### WRITTEN PROBLEM
Write out the records below again with "whole-number pixels" in place of every "integer pixels" and nothing else changed. Leave the pictures out of your answer.

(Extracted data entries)

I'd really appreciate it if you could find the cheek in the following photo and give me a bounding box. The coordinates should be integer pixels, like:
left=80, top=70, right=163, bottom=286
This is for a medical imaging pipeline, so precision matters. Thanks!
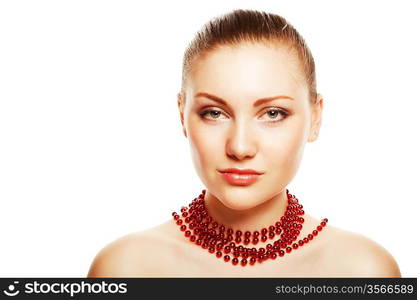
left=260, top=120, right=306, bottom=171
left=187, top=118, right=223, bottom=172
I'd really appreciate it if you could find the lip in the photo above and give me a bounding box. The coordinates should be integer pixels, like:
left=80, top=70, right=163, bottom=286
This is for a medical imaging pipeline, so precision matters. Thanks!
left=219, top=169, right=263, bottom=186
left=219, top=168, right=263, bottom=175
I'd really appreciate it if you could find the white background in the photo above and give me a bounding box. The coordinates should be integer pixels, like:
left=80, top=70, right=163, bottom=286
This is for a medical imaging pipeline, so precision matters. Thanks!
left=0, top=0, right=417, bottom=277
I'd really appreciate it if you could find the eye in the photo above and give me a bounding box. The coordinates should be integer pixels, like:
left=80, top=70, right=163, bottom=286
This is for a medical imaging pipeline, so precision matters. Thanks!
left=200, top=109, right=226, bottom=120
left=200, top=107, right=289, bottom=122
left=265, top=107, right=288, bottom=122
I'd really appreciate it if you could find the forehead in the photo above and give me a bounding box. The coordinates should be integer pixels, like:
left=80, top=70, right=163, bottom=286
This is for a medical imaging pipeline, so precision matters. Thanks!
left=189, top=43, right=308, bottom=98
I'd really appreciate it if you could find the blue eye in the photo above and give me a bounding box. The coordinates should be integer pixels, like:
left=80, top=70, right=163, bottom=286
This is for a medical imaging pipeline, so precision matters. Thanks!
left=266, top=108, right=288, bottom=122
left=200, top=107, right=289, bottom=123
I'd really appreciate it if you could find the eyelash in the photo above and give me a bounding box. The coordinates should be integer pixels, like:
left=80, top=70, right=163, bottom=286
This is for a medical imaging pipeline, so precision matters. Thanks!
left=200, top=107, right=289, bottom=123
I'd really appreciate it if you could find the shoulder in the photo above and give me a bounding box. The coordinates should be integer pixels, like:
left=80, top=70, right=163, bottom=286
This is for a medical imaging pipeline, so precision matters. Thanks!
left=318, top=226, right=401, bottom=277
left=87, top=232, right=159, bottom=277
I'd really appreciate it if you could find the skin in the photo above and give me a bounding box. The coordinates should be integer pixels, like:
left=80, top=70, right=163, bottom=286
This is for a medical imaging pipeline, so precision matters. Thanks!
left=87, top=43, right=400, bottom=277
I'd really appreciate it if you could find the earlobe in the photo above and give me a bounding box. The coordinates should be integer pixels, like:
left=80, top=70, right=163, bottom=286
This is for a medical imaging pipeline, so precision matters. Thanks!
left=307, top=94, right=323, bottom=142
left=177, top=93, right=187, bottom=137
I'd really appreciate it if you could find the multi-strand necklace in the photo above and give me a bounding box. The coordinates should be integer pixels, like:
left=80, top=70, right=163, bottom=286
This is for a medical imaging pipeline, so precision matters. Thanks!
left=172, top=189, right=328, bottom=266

### EXPECTED OUTPUT
I'd really appreciate it if you could find the cheek in the following photo and give me a bounding box. The coordinates should be whole-number pixels, like:
left=80, top=70, right=163, bottom=286
This is for a medical imaging pipeline, so precision matters. Thanks!
left=260, top=120, right=306, bottom=171
left=187, top=118, right=223, bottom=172
I'd really appreciate it if you could find the lip in the photo above and give me a bounding box. The coordinates should be whole-number pixels, like:
left=80, top=70, right=163, bottom=286
This is for a medical imaging pipeline, so precision matters. Thanks!
left=219, top=169, right=263, bottom=186
left=219, top=168, right=263, bottom=175
I'd really appreciate it if you could find the white background in the photo above and give me a bounding box. The coordinates should be whole-number pixels, like:
left=80, top=70, right=163, bottom=286
This is for a medical imaging pipeline, so precision matters. Thanks!
left=0, top=0, right=417, bottom=277
I'd really appreciate it if you could find the eye in the photo above and give me a bounding box. The coordinates should be whole-number pixels, like:
left=80, top=70, right=163, bottom=286
This is for a medical imaging pipeline, so precision matters. Thanks!
left=200, top=109, right=226, bottom=120
left=200, top=107, right=289, bottom=122
left=265, top=107, right=288, bottom=122
I'd really appreciate it if you could find the forehead in the photo above and give me a bounding box. The coordinates should be whole-number pixels, like:
left=80, top=70, right=163, bottom=286
This is for a medical imaging pipeline, so precision matters. Thanks!
left=189, top=43, right=308, bottom=98
I'd really appreciate it if you could find the blue eye in the photo above and give me a bounding box. The coordinates should be whole-number pixels, like:
left=80, top=70, right=163, bottom=286
This is for a medical imaging pipeline, so precision matters. Thanks!
left=266, top=108, right=288, bottom=122
left=200, top=107, right=289, bottom=123
I'd really appreciate it if you could find the eyelash in the photo above and give me a bounding box. The coordinates should be whole-number pixels, like:
left=80, top=70, right=163, bottom=286
This is for a medical imaging pipeline, so precision matters. Thanks!
left=200, top=107, right=289, bottom=123
I'd really appreciate it if you could find the shoulder in the photo above and give me a bounding box. The coordinates should be whole-number pixels, like:
left=80, top=70, right=163, bottom=286
This is for a medical imaging pipeline, so precision matters. Thanks!
left=318, top=226, right=401, bottom=277
left=87, top=232, right=159, bottom=277
I'd really appreciate it if you could find the skin in the photo above and give me a bounding box. The coordinates should be whole-number pixels, like:
left=80, top=70, right=163, bottom=286
This is for a medical imaging pipeline, so precision matters. Thanks!
left=87, top=43, right=400, bottom=277
I'd really appreciate it if you could find the earlobe in the photo above and give me a bounding box. The coordinates should be whole-number pixels, like:
left=80, top=70, right=163, bottom=286
This is for a medical imaging pipeline, so precision matters. Thanks!
left=307, top=94, right=323, bottom=142
left=177, top=93, right=187, bottom=137
I'd really appreciate it if you could find the multi-strand necklace in the photo above and give me a bounding box. The coordinates should be whole-number pixels, like:
left=80, top=70, right=163, bottom=286
This is for a medical imaging pipeline, so precision matters. Thanks!
left=172, top=189, right=328, bottom=266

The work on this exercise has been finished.